— Instructions to follow —
Both ends included, set down the lines from the line containing "the bird's black" through the last line of the records below, without pictures.

--- begin Given records ---

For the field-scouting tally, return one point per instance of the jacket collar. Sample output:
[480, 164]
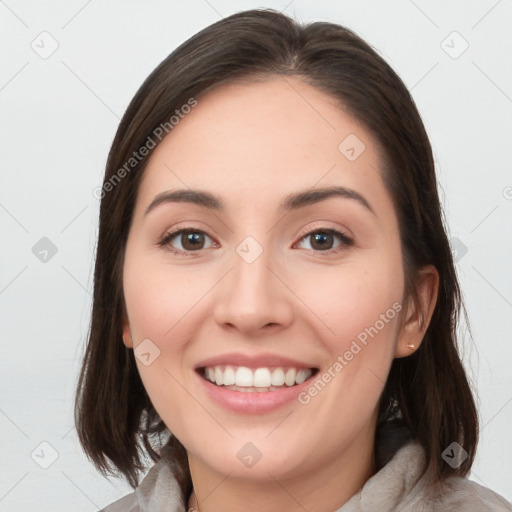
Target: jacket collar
[400, 460]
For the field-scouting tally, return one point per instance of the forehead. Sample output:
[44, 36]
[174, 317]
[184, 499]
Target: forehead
[262, 140]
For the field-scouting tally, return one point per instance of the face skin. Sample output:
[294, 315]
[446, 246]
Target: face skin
[252, 145]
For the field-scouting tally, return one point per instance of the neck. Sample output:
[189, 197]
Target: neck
[326, 488]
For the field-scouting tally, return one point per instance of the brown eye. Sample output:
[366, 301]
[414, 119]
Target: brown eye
[324, 240]
[185, 241]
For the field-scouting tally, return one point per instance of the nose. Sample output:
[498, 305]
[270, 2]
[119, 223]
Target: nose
[253, 298]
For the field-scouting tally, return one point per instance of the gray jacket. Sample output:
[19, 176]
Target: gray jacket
[391, 489]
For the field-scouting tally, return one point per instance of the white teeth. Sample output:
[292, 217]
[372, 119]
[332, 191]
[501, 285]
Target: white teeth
[242, 378]
[262, 378]
[278, 377]
[289, 378]
[229, 376]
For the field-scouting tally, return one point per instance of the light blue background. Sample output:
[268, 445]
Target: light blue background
[58, 117]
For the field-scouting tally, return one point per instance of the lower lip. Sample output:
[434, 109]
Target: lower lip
[255, 402]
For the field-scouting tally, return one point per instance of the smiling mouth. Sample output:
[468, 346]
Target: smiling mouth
[257, 380]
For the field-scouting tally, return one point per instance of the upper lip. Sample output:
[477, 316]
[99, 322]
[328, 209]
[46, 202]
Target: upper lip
[252, 361]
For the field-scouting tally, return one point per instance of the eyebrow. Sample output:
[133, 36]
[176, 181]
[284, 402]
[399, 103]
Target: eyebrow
[291, 202]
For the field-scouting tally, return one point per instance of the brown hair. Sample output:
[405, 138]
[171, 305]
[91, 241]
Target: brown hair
[114, 416]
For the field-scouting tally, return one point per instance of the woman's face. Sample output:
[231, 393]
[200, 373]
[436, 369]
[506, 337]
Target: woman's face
[262, 289]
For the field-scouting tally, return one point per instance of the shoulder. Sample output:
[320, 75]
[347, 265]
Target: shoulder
[457, 493]
[128, 503]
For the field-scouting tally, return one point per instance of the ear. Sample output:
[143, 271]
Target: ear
[127, 335]
[418, 312]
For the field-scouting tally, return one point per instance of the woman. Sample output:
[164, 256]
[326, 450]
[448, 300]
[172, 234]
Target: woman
[275, 300]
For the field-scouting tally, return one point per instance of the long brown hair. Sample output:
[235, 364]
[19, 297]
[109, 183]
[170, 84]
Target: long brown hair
[115, 419]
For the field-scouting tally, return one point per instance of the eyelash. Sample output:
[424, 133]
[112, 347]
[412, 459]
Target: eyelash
[166, 239]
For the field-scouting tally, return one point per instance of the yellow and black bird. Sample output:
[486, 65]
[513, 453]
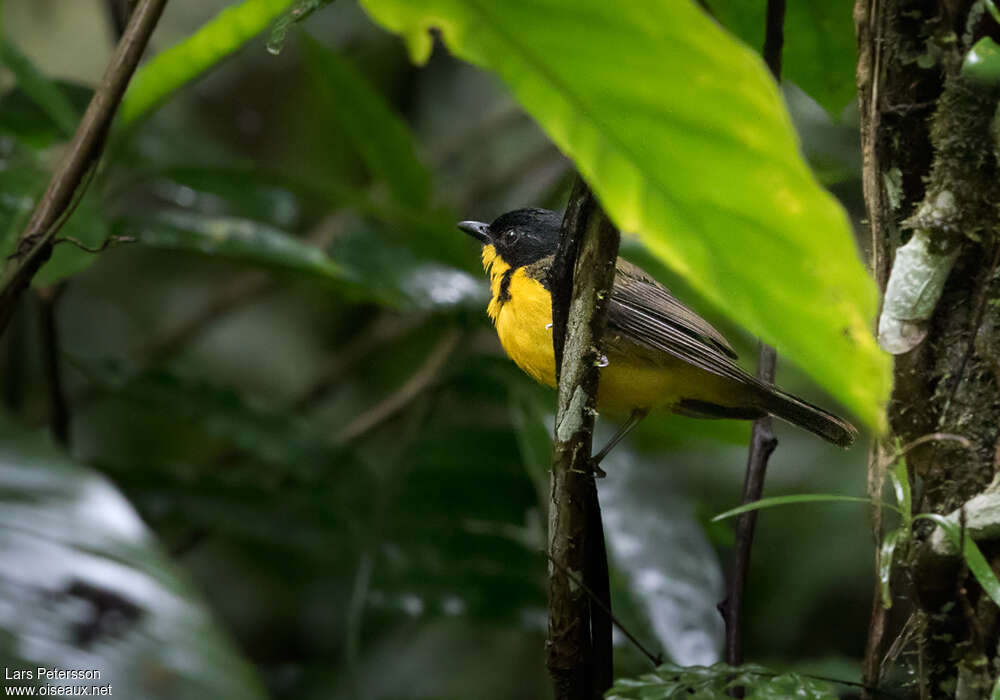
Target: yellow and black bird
[660, 354]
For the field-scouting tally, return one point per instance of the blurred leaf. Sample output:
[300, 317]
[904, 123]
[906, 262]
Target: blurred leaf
[45, 93]
[401, 271]
[229, 191]
[232, 238]
[22, 183]
[713, 682]
[318, 515]
[796, 498]
[982, 63]
[183, 62]
[350, 103]
[85, 586]
[663, 554]
[819, 52]
[978, 565]
[459, 538]
[21, 115]
[886, 553]
[901, 488]
[272, 436]
[653, 102]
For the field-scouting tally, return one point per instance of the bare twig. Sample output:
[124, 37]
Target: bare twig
[59, 416]
[582, 274]
[411, 389]
[655, 659]
[35, 244]
[762, 440]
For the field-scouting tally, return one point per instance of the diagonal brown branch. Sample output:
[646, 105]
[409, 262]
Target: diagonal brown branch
[579, 651]
[67, 182]
[762, 440]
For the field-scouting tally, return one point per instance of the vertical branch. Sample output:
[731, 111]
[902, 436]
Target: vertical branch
[59, 417]
[69, 179]
[581, 279]
[867, 25]
[762, 440]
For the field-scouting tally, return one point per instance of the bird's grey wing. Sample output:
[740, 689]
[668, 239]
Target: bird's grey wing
[647, 313]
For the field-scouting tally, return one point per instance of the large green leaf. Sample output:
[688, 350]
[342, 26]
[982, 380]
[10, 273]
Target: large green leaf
[819, 51]
[85, 586]
[716, 683]
[180, 64]
[682, 133]
[383, 140]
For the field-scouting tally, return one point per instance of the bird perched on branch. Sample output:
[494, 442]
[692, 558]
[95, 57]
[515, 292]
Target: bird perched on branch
[660, 354]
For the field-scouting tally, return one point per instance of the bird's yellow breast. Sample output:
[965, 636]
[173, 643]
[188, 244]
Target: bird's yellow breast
[521, 309]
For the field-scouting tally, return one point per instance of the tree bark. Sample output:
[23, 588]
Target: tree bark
[930, 173]
[579, 643]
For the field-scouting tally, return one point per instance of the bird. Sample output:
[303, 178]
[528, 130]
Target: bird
[658, 354]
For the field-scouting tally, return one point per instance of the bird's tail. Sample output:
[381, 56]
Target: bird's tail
[805, 415]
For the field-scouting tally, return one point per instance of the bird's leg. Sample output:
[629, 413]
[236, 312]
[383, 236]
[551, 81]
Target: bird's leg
[633, 420]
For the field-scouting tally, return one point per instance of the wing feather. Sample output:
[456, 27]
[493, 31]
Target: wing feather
[648, 314]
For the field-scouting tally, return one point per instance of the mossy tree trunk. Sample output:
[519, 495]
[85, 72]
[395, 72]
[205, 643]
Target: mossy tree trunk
[929, 140]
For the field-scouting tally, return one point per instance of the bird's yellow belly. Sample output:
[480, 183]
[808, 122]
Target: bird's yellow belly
[524, 325]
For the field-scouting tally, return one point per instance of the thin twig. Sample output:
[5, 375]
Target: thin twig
[655, 659]
[59, 416]
[35, 244]
[582, 273]
[762, 440]
[411, 389]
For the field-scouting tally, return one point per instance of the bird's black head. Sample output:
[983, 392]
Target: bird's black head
[520, 237]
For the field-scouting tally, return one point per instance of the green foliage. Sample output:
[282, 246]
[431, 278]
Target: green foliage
[47, 95]
[982, 62]
[335, 177]
[295, 14]
[712, 683]
[175, 67]
[789, 500]
[653, 131]
[101, 593]
[34, 126]
[378, 134]
[233, 238]
[819, 51]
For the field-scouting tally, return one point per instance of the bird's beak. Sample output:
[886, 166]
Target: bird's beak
[476, 229]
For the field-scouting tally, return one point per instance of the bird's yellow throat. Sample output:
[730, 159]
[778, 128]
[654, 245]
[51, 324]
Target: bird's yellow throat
[525, 327]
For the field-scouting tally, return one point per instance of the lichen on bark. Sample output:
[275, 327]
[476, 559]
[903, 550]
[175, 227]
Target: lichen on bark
[930, 134]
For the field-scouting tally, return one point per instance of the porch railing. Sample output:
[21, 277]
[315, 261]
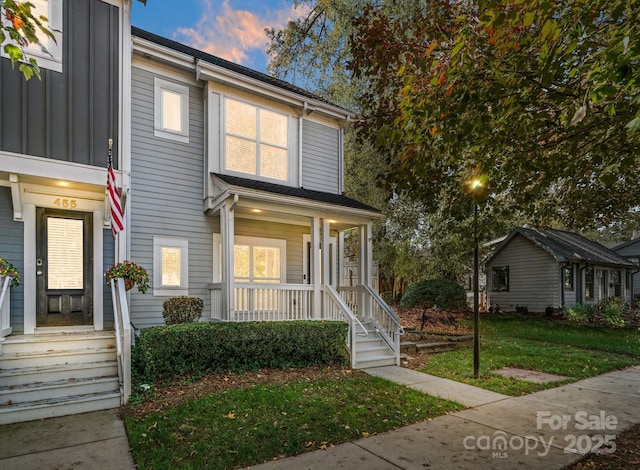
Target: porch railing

--- end Given records ---

— The answer —
For the field-scouting tally, return one point per instance of the bird's black head. Sample output:
[983, 392]
Target: bird's black head
[520, 237]
For the field-scouting tally, return one point per instance of the green foliage. Sample output:
[282, 246]
[431, 278]
Target: green foliage
[47, 95]
[982, 62]
[335, 177]
[295, 14]
[712, 683]
[175, 67]
[789, 500]
[653, 131]
[101, 593]
[34, 126]
[378, 134]
[233, 238]
[819, 51]
For the field-scouting tally, return one point per instance of the bird's beak. Sample output:
[886, 166]
Target: bird's beak
[476, 229]
For the field-scouting tally, return one point per instance of the bird's yellow throat. Sample output:
[730, 159]
[778, 128]
[654, 245]
[51, 324]
Target: bird's yellow throat
[525, 327]
For the field-scouting tally, return one point per instance of the lichen on bark. Sample output:
[275, 327]
[476, 559]
[903, 550]
[175, 227]
Target: lichen on bark
[930, 134]
For the field-scouting tally, return one point per instance of the porch railing. Sample output:
[21, 277]
[315, 261]
Target: porch railing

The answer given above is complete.